Segment Open
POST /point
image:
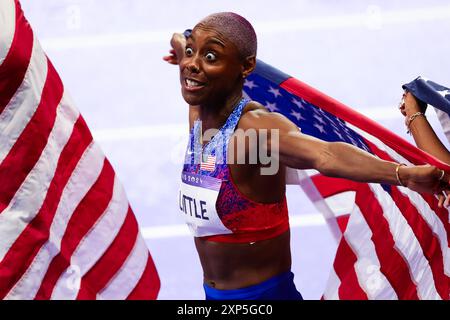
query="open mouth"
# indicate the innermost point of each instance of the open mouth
(192, 84)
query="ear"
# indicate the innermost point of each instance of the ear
(248, 66)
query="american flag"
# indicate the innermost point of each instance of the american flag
(395, 242)
(209, 164)
(67, 230)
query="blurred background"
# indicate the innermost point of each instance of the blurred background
(109, 55)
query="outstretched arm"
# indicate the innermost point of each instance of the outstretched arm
(342, 160)
(424, 135)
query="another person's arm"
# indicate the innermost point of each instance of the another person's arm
(424, 135)
(342, 160)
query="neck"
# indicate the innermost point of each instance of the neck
(214, 115)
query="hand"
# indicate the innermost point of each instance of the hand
(428, 179)
(178, 43)
(409, 105)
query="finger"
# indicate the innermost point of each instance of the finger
(441, 199)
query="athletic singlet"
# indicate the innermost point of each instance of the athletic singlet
(212, 205)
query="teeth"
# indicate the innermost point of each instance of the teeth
(192, 83)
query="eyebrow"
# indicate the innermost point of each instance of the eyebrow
(216, 41)
(212, 40)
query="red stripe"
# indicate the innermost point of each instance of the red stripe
(343, 222)
(349, 115)
(28, 149)
(83, 219)
(427, 240)
(393, 266)
(344, 265)
(23, 251)
(149, 285)
(15, 65)
(442, 213)
(111, 261)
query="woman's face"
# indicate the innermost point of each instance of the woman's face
(211, 68)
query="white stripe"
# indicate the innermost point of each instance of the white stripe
(179, 130)
(332, 288)
(7, 27)
(380, 145)
(367, 267)
(95, 243)
(366, 20)
(24, 103)
(129, 275)
(181, 230)
(81, 180)
(407, 245)
(28, 199)
(433, 222)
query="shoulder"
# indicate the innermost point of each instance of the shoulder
(256, 116)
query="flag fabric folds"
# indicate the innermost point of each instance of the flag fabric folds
(395, 242)
(67, 230)
(436, 95)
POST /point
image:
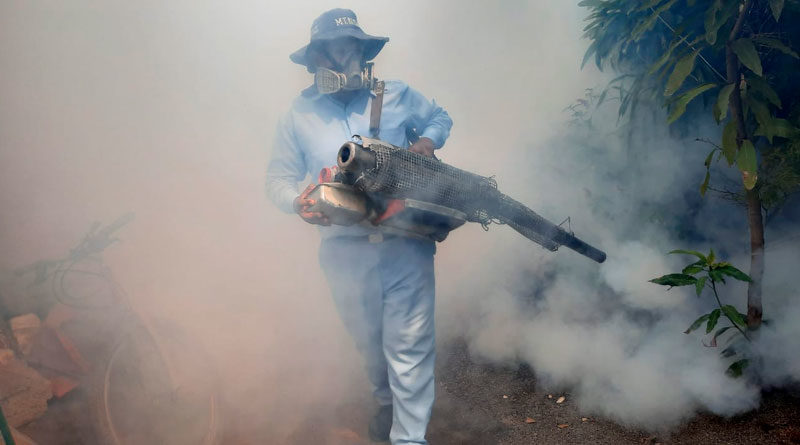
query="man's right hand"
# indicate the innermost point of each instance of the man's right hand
(302, 204)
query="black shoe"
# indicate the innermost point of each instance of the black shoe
(381, 424)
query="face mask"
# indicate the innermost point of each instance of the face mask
(330, 81)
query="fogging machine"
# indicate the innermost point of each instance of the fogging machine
(409, 194)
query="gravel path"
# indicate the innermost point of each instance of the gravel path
(480, 404)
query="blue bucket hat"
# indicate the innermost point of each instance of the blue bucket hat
Segment Closed
▶ **What the task requires**: Your answer must restate the entries word for word and contain no pictures.

▶ **Written response**:
POST /point
image:
query="open mouth"
# indicate the innermost point of each instance of the open mouth
(192, 84)
query="ear"
# indicate the innermost point of each instance of the ear
(248, 66)
query="american flag"
# indicate the innermost point of each instance of the american flag
(395, 242)
(209, 164)
(67, 230)
query="blurred background"
# indicate the innermost point of each instance of the blurred background
(109, 55)
query="outstretched arm"
# indicate the innermost point of each instance of the outstretched arm
(342, 160)
(424, 135)
query="another person's arm"
# indicate the innermost point of each instance of the another person's arm
(424, 135)
(342, 160)
query="neck"
# indicate the innermost point of each instance of the neck
(214, 115)
query="hand"
# indicate the innermost point of each instance of the hand
(428, 179)
(178, 43)
(409, 105)
query="finger"
# indicate the innermost point of each instance of the finger
(441, 199)
query="athletic singlet"
# indicate the innermost point of each instance of the athletic singlet
(212, 205)
query="teeth"
# indicate the innermost point of each instance of the teeth
(192, 83)
query="eyebrow"
# indicate the innermost point of each instance of the eyebrow
(216, 41)
(212, 40)
query="red stripe"
# indicate the innermost point of each instance of the red stripe
(343, 222)
(349, 115)
(28, 149)
(83, 219)
(427, 240)
(393, 266)
(344, 265)
(23, 251)
(149, 285)
(15, 65)
(442, 213)
(111, 261)
query="woman's face"
# indicate the innermost point of each instance of the woman's face
(211, 68)
query="white stripe"
# indicate the innermost point of each instance of the white stripe
(179, 130)
(332, 288)
(7, 27)
(380, 145)
(367, 267)
(95, 243)
(366, 20)
(24, 103)
(129, 275)
(181, 230)
(81, 180)
(407, 245)
(28, 199)
(433, 222)
query="shoulder"
# indicate the innermost point of each instance of the shoulder
(256, 116)
query="flag fabric folds"
# indicate the innermost point of each instance of the flag fabric folds
(395, 242)
(67, 230)
(436, 95)
POST /point
image:
query="man's right hand"
# indicate the innermost point of each instance of the man's right hand
(302, 204)
query="black shoe"
# indicate the innermost point of each instance of the black shoe
(381, 424)
query="face mask"
# indicate the innermost point of each instance of the face mask
(330, 81)
query="fogging machine"
# indicate the innermost point of each instance of the fogging machine
(409, 194)
query="gravel path"
# indicate the innermost point of each instance of the gravel path
(480, 404)
query="blue bucket hat"
# indicate the innermost point of each instance of the blue bucket hat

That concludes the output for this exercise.